▶ [PROBLEM]: The required output is an exact copy of the lines from the one containing "Where can you spot the trouser" through the end of the entries below, with pictures removed.

▶ [PROVIDED DATA]:
• • • • •
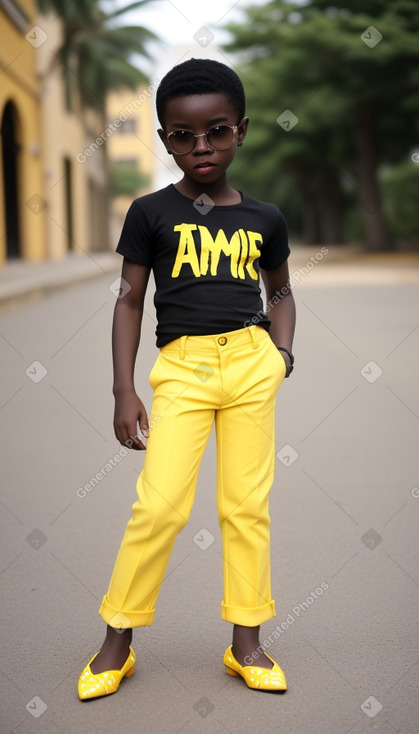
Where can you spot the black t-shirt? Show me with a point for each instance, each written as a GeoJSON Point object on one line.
{"type": "Point", "coordinates": [205, 259]}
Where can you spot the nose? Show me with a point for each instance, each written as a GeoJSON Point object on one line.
{"type": "Point", "coordinates": [201, 145]}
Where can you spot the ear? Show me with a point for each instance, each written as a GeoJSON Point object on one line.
{"type": "Point", "coordinates": [243, 125]}
{"type": "Point", "coordinates": [162, 136]}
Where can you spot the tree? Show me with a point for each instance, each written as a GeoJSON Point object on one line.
{"type": "Point", "coordinates": [96, 54]}
{"type": "Point", "coordinates": [352, 92]}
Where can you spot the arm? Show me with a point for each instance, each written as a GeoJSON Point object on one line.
{"type": "Point", "coordinates": [126, 331]}
{"type": "Point", "coordinates": [282, 313]}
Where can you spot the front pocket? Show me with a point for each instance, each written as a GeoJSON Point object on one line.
{"type": "Point", "coordinates": [152, 378]}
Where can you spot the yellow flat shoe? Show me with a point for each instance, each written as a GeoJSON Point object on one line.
{"type": "Point", "coordinates": [262, 679]}
{"type": "Point", "coordinates": [93, 685]}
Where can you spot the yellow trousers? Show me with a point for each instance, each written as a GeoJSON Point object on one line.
{"type": "Point", "coordinates": [232, 378]}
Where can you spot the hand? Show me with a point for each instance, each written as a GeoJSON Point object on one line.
{"type": "Point", "coordinates": [128, 410]}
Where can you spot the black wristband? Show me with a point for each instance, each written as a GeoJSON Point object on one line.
{"type": "Point", "coordinates": [289, 367]}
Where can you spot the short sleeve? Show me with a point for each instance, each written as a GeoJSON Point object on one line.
{"type": "Point", "coordinates": [135, 242]}
{"type": "Point", "coordinates": [276, 248]}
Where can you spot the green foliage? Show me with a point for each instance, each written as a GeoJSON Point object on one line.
{"type": "Point", "coordinates": [400, 186]}
{"type": "Point", "coordinates": [96, 54]}
{"type": "Point", "coordinates": [357, 105]}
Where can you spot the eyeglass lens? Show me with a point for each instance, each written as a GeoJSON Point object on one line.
{"type": "Point", "coordinates": [219, 137]}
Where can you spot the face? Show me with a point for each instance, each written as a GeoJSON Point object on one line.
{"type": "Point", "coordinates": [198, 113]}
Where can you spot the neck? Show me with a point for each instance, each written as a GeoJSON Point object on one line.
{"type": "Point", "coordinates": [219, 191]}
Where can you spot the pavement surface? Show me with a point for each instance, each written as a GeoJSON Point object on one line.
{"type": "Point", "coordinates": [344, 512]}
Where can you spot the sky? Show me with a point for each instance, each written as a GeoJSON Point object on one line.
{"type": "Point", "coordinates": [177, 21]}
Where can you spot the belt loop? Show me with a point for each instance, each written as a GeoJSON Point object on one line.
{"type": "Point", "coordinates": [253, 335]}
{"type": "Point", "coordinates": [182, 347]}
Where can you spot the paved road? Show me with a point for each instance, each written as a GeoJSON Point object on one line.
{"type": "Point", "coordinates": [344, 508]}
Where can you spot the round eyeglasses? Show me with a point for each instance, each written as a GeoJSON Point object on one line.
{"type": "Point", "coordinates": [219, 137]}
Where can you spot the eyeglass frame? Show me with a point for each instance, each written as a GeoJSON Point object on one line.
{"type": "Point", "coordinates": [235, 129]}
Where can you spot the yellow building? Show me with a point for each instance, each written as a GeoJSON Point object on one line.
{"type": "Point", "coordinates": [131, 115]}
{"type": "Point", "coordinates": [54, 196]}
{"type": "Point", "coordinates": [22, 192]}
{"type": "Point", "coordinates": [76, 184]}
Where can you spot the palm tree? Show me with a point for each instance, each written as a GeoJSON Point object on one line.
{"type": "Point", "coordinates": [95, 54]}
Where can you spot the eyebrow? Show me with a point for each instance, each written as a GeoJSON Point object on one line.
{"type": "Point", "coordinates": [184, 125]}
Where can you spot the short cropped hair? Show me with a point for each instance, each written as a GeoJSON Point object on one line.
{"type": "Point", "coordinates": [200, 76]}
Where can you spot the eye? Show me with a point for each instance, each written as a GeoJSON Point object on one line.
{"type": "Point", "coordinates": [181, 134]}
{"type": "Point", "coordinates": [219, 130]}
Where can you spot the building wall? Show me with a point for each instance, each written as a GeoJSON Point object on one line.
{"type": "Point", "coordinates": [20, 85]}
{"type": "Point", "coordinates": [131, 114]}
{"type": "Point", "coordinates": [76, 185]}
{"type": "Point", "coordinates": [62, 194]}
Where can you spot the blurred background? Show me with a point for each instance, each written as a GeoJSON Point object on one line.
{"type": "Point", "coordinates": [331, 95]}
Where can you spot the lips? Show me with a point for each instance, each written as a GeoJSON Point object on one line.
{"type": "Point", "coordinates": [204, 164]}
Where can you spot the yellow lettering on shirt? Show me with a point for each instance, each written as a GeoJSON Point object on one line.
{"type": "Point", "coordinates": [254, 252]}
{"type": "Point", "coordinates": [241, 249]}
{"type": "Point", "coordinates": [186, 253]}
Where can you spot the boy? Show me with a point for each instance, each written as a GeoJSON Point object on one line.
{"type": "Point", "coordinates": [205, 242]}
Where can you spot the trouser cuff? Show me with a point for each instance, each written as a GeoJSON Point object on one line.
{"type": "Point", "coordinates": [124, 619]}
{"type": "Point", "coordinates": [249, 617]}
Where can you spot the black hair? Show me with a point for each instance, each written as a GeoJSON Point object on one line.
{"type": "Point", "coordinates": [200, 76]}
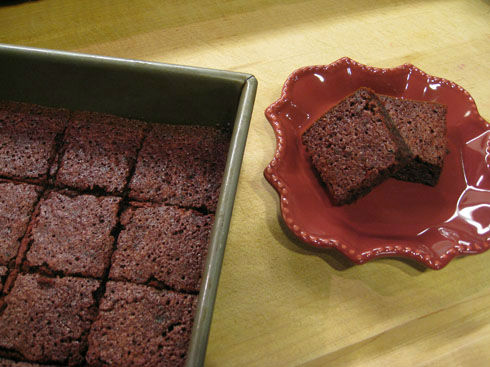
• • • • •
▶ [PROBLEM SOLUTION]:
Where can you spot the trouser cuff? Show me with a point for each instance, each written as a GeoJSON Point object on one line.
{"type": "Point", "coordinates": [124, 619]}
{"type": "Point", "coordinates": [249, 617]}
Where can you spot the black hair? Show me with a point for each instance, each written as a GeoJSON Point object on one line.
{"type": "Point", "coordinates": [200, 76]}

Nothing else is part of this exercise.